All lines that hold the string "mountain" should be copied. Find them in the listing below.

■ ■ ■ ■ ■

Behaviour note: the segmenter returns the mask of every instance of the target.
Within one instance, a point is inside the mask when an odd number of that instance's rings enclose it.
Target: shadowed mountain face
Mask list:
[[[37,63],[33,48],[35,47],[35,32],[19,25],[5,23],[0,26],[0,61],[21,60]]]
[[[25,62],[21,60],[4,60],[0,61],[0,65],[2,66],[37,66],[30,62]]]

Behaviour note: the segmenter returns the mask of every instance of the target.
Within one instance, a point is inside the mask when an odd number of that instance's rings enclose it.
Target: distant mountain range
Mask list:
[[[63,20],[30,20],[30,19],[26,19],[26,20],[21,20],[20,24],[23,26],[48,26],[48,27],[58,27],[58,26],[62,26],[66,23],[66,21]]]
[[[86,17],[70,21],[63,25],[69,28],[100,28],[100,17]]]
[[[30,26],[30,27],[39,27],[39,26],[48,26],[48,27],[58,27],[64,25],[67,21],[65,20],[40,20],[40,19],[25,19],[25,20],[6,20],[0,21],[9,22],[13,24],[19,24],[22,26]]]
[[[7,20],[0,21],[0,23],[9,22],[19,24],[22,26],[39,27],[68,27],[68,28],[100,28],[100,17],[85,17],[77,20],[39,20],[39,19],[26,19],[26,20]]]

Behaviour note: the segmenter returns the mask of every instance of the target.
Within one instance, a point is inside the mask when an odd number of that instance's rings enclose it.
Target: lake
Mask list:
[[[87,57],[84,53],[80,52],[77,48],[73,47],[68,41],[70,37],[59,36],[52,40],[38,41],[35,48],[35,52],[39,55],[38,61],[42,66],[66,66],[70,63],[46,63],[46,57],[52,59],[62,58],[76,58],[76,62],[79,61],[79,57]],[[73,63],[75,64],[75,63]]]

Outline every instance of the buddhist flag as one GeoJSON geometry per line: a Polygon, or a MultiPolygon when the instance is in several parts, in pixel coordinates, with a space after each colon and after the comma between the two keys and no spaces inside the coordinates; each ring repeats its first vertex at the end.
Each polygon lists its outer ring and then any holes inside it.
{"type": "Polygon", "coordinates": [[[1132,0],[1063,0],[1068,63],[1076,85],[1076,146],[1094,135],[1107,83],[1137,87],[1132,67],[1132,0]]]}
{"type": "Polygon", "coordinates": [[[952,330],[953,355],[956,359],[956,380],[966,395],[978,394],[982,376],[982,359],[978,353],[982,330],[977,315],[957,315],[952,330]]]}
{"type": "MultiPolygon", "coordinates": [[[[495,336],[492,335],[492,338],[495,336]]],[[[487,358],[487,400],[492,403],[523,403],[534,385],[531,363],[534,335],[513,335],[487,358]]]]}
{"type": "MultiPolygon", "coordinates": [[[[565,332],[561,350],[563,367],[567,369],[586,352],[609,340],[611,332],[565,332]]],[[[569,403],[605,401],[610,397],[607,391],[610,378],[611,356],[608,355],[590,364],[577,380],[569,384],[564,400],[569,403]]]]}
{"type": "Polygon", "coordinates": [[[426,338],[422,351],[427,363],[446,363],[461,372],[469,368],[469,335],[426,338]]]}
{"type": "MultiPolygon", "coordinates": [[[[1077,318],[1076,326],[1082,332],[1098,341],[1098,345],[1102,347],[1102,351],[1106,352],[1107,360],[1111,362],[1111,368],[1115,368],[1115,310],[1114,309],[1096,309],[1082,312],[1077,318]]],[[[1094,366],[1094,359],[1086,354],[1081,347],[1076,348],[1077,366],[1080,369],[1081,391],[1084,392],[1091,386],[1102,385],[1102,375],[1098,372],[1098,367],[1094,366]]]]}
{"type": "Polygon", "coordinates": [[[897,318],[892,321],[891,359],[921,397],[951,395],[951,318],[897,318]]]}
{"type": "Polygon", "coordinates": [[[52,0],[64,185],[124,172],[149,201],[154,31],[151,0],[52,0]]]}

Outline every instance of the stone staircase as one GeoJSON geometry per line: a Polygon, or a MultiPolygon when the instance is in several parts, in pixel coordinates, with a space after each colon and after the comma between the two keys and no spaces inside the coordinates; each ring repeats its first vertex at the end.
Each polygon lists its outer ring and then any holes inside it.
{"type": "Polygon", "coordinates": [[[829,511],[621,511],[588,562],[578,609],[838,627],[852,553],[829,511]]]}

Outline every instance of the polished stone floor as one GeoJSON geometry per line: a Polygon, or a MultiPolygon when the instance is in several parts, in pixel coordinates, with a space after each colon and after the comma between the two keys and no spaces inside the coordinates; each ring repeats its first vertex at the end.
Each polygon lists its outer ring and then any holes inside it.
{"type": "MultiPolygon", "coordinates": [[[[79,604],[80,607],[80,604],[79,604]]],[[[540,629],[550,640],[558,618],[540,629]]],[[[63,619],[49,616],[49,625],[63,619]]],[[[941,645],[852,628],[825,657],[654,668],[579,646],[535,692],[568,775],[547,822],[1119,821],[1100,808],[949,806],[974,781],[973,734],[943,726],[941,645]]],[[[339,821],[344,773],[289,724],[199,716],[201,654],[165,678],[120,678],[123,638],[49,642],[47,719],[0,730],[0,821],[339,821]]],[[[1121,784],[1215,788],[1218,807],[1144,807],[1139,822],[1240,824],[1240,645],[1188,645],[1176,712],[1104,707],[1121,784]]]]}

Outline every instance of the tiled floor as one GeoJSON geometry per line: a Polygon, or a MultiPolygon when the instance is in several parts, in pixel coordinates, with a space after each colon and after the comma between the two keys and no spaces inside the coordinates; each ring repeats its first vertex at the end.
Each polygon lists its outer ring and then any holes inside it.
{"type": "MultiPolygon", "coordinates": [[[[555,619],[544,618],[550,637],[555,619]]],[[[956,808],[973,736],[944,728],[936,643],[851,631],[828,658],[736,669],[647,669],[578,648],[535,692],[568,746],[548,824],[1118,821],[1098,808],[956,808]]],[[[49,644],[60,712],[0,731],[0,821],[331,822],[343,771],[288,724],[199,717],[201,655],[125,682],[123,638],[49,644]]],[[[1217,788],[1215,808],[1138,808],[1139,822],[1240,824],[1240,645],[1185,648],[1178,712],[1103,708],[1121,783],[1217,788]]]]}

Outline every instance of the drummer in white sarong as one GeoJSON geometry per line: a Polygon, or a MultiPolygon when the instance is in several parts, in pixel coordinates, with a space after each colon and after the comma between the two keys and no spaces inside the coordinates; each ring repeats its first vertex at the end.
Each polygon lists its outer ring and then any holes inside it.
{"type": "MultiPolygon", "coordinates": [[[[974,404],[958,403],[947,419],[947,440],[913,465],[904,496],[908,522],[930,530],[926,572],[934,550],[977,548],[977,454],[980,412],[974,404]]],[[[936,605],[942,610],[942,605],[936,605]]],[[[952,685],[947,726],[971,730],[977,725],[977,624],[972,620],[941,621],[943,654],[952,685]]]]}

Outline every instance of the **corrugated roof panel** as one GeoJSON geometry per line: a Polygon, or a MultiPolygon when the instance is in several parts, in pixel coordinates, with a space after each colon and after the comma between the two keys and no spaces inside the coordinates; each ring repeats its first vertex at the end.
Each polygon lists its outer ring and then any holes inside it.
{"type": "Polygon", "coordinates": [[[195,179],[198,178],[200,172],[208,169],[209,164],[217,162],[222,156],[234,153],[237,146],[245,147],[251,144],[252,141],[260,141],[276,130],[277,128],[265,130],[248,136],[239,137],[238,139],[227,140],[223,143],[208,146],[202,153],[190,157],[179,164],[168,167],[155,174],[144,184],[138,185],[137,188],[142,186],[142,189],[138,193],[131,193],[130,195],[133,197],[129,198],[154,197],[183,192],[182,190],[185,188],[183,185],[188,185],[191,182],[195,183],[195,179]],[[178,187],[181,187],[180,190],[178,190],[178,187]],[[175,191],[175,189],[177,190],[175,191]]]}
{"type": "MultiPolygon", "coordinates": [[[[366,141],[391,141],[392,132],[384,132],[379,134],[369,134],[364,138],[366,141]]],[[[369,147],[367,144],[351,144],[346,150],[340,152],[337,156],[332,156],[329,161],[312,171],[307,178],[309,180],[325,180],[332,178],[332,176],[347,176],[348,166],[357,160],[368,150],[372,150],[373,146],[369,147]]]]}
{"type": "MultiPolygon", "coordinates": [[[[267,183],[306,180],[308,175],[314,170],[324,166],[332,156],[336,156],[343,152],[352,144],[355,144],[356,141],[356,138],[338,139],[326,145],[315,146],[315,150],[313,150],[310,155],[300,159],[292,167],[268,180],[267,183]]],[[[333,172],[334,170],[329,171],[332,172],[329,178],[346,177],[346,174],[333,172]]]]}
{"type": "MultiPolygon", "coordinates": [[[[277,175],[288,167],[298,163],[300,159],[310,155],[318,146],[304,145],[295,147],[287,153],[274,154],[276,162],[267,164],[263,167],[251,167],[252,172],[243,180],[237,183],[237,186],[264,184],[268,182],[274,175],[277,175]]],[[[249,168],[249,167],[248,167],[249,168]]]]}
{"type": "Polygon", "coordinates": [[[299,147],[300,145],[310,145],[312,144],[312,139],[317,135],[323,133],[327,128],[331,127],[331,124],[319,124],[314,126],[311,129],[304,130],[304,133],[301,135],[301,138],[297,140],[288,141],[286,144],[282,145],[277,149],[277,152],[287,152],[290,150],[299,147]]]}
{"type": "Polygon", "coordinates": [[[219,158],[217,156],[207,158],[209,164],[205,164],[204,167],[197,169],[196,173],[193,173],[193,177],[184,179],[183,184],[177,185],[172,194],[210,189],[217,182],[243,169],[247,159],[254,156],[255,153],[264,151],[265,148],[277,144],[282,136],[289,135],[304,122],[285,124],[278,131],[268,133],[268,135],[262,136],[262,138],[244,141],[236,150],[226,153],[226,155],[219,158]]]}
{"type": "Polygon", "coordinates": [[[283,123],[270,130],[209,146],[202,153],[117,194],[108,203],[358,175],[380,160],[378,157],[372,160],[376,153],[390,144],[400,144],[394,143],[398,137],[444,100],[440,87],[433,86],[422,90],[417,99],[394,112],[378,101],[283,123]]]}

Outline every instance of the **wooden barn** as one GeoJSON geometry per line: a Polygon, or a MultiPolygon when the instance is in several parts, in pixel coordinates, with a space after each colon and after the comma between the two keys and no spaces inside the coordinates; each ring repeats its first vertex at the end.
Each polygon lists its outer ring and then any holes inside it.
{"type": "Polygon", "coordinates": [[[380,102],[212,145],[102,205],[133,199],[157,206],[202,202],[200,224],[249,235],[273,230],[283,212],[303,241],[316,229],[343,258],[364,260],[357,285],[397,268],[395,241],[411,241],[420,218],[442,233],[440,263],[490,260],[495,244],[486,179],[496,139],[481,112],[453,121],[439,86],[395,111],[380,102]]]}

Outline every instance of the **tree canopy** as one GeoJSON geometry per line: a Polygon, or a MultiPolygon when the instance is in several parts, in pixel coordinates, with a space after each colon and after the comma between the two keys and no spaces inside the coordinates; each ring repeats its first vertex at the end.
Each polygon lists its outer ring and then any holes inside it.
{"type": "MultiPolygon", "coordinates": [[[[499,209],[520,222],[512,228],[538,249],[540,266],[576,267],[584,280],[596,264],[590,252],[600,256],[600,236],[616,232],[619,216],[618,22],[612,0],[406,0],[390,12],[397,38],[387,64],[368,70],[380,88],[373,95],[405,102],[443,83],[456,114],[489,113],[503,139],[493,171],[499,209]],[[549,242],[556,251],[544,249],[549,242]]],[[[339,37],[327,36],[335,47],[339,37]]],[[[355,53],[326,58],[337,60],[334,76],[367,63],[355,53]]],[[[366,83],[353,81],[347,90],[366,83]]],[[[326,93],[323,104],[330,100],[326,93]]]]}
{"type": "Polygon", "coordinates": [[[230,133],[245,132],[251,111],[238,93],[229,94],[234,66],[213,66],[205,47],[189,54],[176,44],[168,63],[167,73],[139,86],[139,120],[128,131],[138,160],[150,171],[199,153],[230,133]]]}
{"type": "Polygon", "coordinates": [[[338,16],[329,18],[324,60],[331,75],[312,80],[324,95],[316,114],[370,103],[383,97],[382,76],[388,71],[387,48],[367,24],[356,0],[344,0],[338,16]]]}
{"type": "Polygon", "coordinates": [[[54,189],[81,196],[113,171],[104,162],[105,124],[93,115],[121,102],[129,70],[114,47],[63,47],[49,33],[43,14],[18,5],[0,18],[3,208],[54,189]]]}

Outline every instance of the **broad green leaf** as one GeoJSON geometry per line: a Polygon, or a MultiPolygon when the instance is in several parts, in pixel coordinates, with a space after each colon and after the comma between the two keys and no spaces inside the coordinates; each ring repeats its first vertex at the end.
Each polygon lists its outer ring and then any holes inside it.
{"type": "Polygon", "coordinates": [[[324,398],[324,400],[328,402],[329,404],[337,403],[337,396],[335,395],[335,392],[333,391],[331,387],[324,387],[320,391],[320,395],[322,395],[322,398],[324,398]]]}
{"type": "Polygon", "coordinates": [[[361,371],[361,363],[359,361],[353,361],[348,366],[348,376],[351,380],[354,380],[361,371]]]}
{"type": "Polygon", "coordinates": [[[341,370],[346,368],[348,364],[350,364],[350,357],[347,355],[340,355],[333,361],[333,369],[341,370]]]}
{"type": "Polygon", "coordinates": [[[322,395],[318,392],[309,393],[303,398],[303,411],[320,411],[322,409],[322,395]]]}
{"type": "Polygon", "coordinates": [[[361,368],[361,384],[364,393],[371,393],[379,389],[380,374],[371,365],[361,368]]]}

■ ■ ■ ■ ■

▸ **Finished task**
Target: shadowed mountain face
Target: distant mountain range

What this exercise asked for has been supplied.